* _CONSIGNE ÉCRITE 1_: Dans l'extrait sur la diplomatie américaine au Proche-Orient, relevez toutes les personnes que la légende présente comme chargées de gérer les tensions dans la région.
* _CONSIGNE ÉCRITE 2_: Dénombrez les lignes des entrées où figure la chaîne « black », en tenant compte de la casse, puis donnez ce nombre seul.

───── EXTRAIT DU DOCUMENT ─────

Ben Samuels, Haaretz,
Washington, 28/1/2024
Traduit par Fausto
Giudice, Tlaxcala
Avant le 7 octobre, les USA et Israël donnaient la priorité à la normalisation israélo-saoudienne. Aujourd’hui, l’administration Biden tente de libérer les otages détenus par le Hamas, d’empêcher une guerre avec le Hezbollah et d’amortir les coups portés à la position diplomatique d’Israël dans un contexte de guerre et de catastrophe humanitaire à Gaza. Ci-dessous les responsables usaméricains chargés d’une liste de tâches de plus en plus longue
Les personnages chargés de gérer les tensions au Proche-Orient : Bill Burns, Antony Blinken, Joe Biden, Brett McGurk, Linda Thomas-Greenfield. Photos : Susan Walsh, Evan Vucci, Mary Altaffer, Tom Williams/AP, montage d’Anastasia Shub
WASHINGTON - La réaction du président Biden à l’attaque du Hamas du 7 octobre et à la guerre d’Israël contre Gaza qui s’en est suivie définira en grande partie l’héritage qu’il laissera en matière de politique étrangère, après que son administration eut accordé la priorité au conflit israélo-palestinien et mis l’accent sur l’intégration régionale d’Israël et la normalisation potentielle avec l’Arabie saoudite.

───── JEU DE DONNÉES ─────

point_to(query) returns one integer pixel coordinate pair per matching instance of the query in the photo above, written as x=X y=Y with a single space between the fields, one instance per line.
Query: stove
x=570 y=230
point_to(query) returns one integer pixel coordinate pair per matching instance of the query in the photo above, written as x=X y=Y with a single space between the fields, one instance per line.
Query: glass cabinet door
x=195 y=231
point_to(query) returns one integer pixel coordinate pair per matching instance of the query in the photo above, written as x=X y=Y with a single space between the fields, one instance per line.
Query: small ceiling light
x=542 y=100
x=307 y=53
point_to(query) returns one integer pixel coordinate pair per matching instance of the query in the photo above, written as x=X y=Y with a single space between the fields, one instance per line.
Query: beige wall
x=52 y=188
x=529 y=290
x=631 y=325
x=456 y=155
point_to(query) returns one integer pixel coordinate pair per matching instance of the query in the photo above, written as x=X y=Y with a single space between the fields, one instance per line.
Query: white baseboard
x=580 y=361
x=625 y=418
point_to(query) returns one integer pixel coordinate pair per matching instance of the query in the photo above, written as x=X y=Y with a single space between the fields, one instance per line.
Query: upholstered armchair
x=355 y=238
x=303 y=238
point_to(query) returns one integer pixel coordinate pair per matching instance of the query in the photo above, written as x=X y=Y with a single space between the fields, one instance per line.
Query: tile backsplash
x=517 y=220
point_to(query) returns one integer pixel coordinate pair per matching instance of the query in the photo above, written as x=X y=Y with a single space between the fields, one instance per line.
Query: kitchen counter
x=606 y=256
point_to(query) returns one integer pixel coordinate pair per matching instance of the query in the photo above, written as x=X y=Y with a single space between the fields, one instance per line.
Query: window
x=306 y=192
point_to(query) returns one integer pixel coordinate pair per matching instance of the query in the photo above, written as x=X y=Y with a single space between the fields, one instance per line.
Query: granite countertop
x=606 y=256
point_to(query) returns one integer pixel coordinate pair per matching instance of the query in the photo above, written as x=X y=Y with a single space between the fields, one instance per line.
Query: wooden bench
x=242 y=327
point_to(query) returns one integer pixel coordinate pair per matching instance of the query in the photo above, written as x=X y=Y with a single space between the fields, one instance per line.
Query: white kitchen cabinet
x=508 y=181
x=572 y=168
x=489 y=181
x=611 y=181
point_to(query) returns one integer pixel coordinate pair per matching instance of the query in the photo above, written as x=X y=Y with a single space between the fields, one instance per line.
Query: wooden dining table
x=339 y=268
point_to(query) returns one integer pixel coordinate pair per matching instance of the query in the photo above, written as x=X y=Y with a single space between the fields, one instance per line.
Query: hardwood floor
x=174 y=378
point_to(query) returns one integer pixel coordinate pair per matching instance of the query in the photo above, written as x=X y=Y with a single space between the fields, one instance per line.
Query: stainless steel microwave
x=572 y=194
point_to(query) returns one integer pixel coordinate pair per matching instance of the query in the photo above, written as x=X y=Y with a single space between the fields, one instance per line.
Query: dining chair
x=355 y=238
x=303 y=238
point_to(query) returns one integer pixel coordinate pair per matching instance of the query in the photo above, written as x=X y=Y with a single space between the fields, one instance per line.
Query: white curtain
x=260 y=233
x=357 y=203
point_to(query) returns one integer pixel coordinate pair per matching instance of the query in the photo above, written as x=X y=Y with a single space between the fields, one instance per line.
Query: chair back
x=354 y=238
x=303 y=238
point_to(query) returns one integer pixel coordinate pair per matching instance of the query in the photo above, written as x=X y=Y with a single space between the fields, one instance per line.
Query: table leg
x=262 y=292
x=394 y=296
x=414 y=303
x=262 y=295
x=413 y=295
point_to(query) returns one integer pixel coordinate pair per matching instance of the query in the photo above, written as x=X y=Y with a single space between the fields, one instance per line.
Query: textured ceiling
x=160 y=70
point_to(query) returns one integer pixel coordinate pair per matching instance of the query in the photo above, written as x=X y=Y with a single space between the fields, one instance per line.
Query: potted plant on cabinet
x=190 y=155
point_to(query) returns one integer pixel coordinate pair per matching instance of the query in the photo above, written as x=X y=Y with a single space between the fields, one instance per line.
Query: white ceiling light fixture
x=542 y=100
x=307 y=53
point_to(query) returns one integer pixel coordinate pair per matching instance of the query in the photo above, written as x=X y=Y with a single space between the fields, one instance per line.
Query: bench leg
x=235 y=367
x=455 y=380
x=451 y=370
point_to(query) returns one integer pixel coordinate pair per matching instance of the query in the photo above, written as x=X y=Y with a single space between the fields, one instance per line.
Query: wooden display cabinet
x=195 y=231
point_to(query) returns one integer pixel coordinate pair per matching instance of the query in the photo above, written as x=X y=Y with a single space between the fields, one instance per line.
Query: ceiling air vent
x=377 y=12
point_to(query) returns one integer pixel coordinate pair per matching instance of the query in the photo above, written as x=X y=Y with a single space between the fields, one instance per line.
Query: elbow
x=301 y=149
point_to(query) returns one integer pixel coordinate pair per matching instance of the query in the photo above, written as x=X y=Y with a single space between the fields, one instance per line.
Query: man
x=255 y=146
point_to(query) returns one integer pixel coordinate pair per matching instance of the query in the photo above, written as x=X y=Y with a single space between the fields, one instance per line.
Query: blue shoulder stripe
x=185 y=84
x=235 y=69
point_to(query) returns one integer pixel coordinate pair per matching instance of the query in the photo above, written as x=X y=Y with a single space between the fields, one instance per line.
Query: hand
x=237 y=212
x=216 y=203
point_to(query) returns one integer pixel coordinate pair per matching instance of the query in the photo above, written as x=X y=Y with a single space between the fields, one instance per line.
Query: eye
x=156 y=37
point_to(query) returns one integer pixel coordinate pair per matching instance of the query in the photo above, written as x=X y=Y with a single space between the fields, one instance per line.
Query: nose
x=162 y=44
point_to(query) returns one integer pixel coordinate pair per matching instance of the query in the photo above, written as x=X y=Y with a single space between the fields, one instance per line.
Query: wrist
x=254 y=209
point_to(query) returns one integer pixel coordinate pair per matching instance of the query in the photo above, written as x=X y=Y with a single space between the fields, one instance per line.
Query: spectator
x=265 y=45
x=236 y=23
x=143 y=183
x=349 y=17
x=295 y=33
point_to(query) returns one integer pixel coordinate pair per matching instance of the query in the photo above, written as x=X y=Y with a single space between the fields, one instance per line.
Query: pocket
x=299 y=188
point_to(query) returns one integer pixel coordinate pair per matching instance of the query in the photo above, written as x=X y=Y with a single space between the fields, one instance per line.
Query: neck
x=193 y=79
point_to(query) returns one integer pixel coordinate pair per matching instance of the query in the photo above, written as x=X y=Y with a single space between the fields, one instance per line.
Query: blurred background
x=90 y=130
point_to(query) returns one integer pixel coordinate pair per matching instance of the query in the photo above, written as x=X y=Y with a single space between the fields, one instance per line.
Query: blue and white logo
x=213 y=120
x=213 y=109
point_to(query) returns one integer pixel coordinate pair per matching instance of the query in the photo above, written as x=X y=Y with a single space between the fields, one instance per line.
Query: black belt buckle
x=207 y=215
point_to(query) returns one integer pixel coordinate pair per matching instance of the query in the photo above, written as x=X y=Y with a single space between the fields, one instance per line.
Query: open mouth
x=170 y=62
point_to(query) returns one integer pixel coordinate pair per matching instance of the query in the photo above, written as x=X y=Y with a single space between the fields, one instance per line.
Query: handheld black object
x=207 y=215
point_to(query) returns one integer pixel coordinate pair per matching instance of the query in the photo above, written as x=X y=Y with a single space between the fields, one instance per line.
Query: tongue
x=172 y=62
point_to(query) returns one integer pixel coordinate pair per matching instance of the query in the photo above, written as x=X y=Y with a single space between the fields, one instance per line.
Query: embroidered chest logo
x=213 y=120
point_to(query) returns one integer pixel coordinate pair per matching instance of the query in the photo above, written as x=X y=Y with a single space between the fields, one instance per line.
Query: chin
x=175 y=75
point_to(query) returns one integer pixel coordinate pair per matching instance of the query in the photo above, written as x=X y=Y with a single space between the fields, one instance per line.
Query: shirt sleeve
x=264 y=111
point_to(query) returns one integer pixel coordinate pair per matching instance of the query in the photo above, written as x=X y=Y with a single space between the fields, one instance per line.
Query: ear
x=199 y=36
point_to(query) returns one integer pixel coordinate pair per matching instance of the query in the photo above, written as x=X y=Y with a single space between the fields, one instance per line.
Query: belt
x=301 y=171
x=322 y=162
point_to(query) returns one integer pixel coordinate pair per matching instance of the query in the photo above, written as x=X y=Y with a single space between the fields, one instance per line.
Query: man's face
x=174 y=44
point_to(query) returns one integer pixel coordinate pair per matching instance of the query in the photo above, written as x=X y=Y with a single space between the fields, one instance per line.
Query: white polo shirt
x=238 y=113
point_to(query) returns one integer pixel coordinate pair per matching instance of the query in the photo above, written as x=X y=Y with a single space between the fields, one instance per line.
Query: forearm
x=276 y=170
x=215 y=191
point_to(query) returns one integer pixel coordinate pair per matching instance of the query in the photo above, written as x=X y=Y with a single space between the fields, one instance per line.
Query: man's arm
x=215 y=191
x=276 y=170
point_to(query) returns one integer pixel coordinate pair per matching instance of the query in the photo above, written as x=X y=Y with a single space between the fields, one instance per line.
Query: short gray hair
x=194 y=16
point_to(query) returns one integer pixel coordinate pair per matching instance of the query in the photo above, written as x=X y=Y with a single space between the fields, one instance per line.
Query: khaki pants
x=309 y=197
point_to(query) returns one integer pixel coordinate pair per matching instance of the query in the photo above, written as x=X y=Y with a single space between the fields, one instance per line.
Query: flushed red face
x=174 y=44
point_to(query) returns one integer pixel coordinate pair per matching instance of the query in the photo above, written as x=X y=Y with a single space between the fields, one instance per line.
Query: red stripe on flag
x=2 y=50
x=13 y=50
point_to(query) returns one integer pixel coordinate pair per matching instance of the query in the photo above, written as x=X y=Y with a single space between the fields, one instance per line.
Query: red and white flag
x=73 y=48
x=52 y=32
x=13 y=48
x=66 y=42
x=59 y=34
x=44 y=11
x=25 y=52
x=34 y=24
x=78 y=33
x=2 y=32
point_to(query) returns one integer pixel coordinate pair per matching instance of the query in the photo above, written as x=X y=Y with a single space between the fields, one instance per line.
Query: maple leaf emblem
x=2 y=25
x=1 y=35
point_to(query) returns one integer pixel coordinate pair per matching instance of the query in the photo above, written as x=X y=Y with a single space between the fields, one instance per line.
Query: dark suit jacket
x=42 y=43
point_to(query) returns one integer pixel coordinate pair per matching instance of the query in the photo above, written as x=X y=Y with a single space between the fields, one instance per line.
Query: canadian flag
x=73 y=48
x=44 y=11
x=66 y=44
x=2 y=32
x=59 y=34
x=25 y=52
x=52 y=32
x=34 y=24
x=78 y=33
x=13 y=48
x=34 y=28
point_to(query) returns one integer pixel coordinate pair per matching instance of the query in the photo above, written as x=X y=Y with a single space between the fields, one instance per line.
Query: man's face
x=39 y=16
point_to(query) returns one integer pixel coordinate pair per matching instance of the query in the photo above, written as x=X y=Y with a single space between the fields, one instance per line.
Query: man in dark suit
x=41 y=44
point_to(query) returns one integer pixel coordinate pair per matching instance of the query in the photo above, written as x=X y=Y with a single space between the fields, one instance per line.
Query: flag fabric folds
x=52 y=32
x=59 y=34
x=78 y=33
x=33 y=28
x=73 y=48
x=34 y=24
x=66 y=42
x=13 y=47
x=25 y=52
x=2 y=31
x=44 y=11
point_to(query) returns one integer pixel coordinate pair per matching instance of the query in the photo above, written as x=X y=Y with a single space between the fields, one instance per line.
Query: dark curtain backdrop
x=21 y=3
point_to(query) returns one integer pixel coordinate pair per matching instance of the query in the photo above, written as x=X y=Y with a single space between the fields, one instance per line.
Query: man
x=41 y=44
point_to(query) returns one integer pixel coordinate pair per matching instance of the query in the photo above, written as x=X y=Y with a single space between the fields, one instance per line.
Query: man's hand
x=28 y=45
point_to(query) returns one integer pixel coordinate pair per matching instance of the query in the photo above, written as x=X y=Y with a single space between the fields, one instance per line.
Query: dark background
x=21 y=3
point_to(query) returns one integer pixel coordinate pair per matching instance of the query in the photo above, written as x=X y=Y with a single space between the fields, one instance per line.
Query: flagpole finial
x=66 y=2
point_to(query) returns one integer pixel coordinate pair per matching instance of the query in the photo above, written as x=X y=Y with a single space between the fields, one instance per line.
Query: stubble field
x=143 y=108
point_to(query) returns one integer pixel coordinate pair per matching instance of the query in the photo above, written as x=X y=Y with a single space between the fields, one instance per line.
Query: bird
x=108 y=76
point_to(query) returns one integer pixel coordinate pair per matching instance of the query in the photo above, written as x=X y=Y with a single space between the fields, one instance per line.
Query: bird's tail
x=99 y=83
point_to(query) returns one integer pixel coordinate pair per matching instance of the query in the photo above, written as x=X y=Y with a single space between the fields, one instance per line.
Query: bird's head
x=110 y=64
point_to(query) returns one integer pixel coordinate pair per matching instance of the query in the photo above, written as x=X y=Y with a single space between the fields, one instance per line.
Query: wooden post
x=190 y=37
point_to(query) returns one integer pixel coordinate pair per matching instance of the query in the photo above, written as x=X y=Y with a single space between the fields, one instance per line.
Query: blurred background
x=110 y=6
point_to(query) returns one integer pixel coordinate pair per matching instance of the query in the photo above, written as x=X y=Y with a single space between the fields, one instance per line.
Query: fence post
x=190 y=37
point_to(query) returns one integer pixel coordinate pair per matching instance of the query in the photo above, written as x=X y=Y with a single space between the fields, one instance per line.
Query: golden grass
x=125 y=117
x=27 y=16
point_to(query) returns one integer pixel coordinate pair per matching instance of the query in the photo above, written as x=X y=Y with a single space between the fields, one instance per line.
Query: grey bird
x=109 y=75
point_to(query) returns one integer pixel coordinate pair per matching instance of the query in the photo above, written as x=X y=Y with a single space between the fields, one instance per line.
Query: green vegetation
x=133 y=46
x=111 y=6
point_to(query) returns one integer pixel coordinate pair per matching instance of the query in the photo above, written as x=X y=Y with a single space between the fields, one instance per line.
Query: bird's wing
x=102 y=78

─────

* _RÉPONSE 1_: Bill Burns, Antony Blinken, Joe Biden, Brett McGurk, Linda Thomas-Greenfield

* _RÉPONSE 2_: 2